Count the lines in the items below that contain the word "every". Reply with the number alone.

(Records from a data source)
::::::

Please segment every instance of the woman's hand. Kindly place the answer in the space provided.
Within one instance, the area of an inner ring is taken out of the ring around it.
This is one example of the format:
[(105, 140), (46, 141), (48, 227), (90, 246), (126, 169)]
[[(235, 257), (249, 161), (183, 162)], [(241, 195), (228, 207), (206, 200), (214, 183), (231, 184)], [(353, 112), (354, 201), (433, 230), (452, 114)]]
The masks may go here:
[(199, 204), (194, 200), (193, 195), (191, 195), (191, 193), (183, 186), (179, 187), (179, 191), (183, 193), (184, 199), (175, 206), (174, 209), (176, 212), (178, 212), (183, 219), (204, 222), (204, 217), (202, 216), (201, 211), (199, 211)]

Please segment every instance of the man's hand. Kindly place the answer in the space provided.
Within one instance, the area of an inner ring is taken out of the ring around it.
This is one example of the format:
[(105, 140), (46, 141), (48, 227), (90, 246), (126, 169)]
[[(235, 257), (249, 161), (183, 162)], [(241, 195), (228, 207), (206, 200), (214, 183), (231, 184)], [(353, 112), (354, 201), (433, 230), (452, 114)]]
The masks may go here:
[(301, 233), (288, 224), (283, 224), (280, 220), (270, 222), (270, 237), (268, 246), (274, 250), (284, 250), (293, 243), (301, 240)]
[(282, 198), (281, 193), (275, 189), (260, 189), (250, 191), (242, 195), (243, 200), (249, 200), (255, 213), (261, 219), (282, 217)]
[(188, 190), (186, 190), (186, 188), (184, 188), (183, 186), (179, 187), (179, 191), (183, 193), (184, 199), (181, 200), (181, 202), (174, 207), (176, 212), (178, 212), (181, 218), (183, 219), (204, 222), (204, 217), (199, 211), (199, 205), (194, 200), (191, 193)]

::::::

● Expected output
2